#### INFORMATION GIVEN ####

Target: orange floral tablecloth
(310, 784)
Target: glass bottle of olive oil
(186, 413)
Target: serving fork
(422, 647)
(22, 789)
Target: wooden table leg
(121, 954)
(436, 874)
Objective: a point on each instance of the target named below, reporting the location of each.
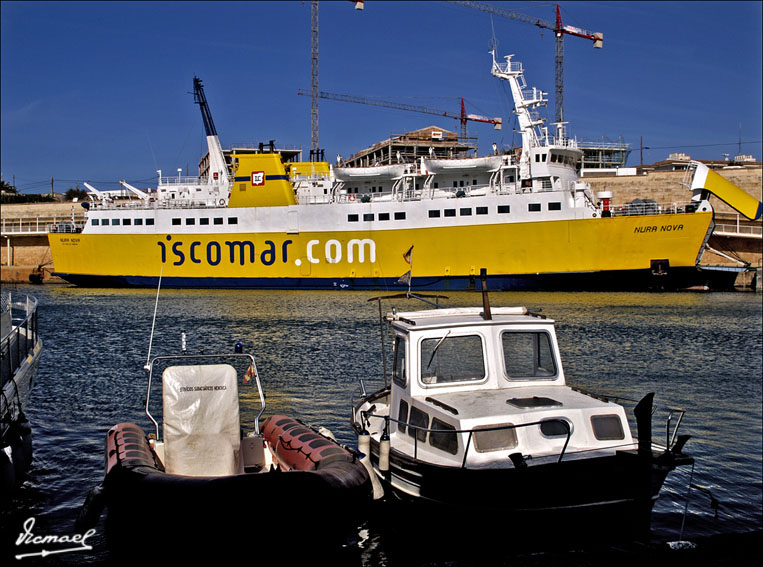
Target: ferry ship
(262, 221)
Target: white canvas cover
(201, 420)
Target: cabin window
(607, 427)
(398, 370)
(420, 420)
(528, 355)
(556, 427)
(402, 416)
(449, 359)
(487, 439)
(443, 437)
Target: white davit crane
(142, 194)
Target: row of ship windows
(465, 212)
(380, 188)
(125, 222)
(150, 221)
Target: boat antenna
(153, 323)
(485, 299)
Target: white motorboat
(478, 416)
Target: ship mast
(534, 134)
(218, 170)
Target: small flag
(249, 374)
(408, 256)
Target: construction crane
(315, 152)
(463, 117)
(559, 29)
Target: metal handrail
(24, 324)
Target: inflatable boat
(205, 478)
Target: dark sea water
(697, 351)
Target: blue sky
(99, 91)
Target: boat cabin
(467, 389)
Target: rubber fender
(127, 447)
(299, 447)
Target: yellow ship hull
(515, 255)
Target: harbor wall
(24, 254)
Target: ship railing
(181, 180)
(36, 225)
(639, 207)
(19, 315)
(66, 226)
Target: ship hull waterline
(615, 253)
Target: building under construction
(432, 142)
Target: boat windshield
(450, 359)
(528, 355)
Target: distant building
(604, 154)
(431, 141)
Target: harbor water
(697, 351)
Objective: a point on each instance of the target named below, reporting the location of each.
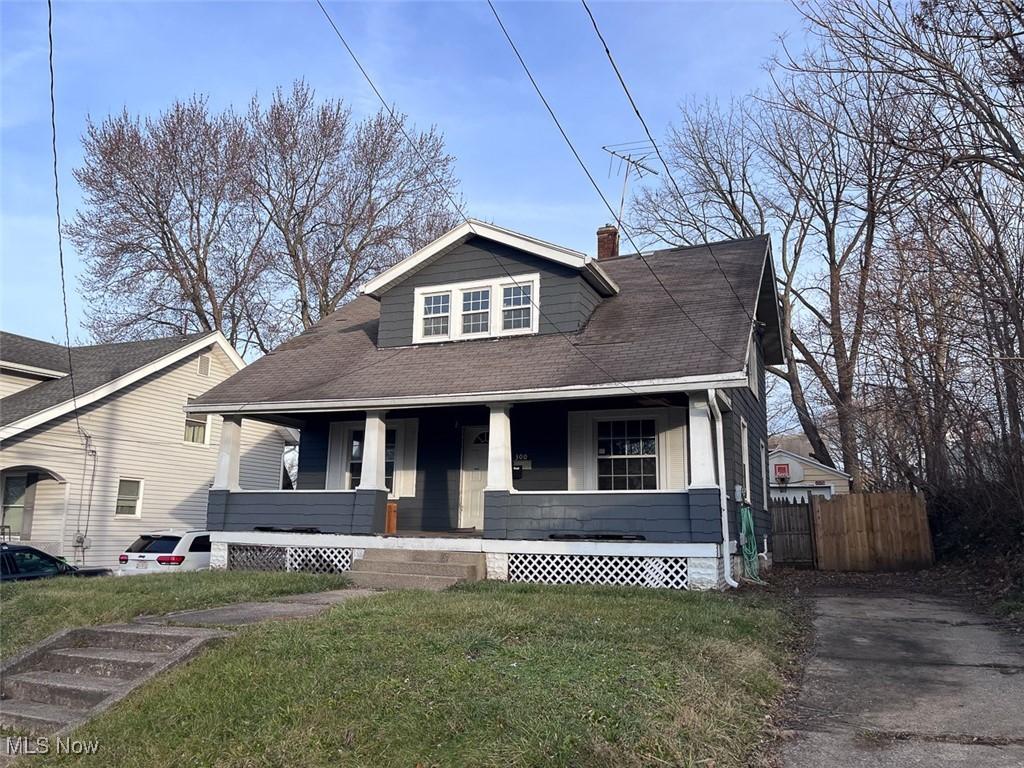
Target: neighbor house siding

####

(YOUR OBJECTIVE):
Nothing but the text of the listing should be set down, exactly, with the pictures left behind.

(RESULT OF THIS EXERCISE):
Target: orange floral tablecloth
(310, 784)
Target: glass bottle of olive oil
(186, 413)
Target: serving fork
(422, 647)
(22, 789)
Target: wooden table leg
(121, 954)
(436, 874)
Objective: a point on each instance of the target named below, reporting the location of each.
Target: ferry ship
(262, 221)
Target: white canvas cover
(201, 420)
Target: cabin window
(607, 427)
(398, 370)
(420, 420)
(528, 355)
(556, 427)
(402, 416)
(449, 359)
(487, 439)
(443, 437)
Target: white davit crane
(142, 194)
Target: row of ship windows
(465, 212)
(380, 188)
(125, 222)
(150, 221)
Target: boat antenna
(153, 323)
(485, 299)
Target: white motorboat
(478, 416)
Target: ship mast
(534, 134)
(218, 170)
Target: small flag
(249, 374)
(408, 256)
Target: construction crane
(315, 152)
(463, 117)
(559, 29)
Target: metal handrail
(24, 324)
Target: inflatable boat
(205, 478)
Target: dark sea water
(697, 351)
Target: blue sky
(99, 91)
Target: boat cabin
(467, 389)
Target: rubber fender
(127, 447)
(299, 447)
Target: yellow ship hull
(515, 255)
Target: harbor wall
(24, 254)
Target: ship railing
(181, 180)
(36, 225)
(639, 207)
(19, 315)
(66, 226)
Target: ship hull waterline
(615, 253)
Target: building under construction
(432, 142)
Target: boat windshield
(450, 359)
(528, 355)
Target: distant building
(604, 154)
(431, 141)
Target: harbor water
(697, 351)
Objective: a point on each instance of the target named below, reporting the location of each.
Target: neighbor house siding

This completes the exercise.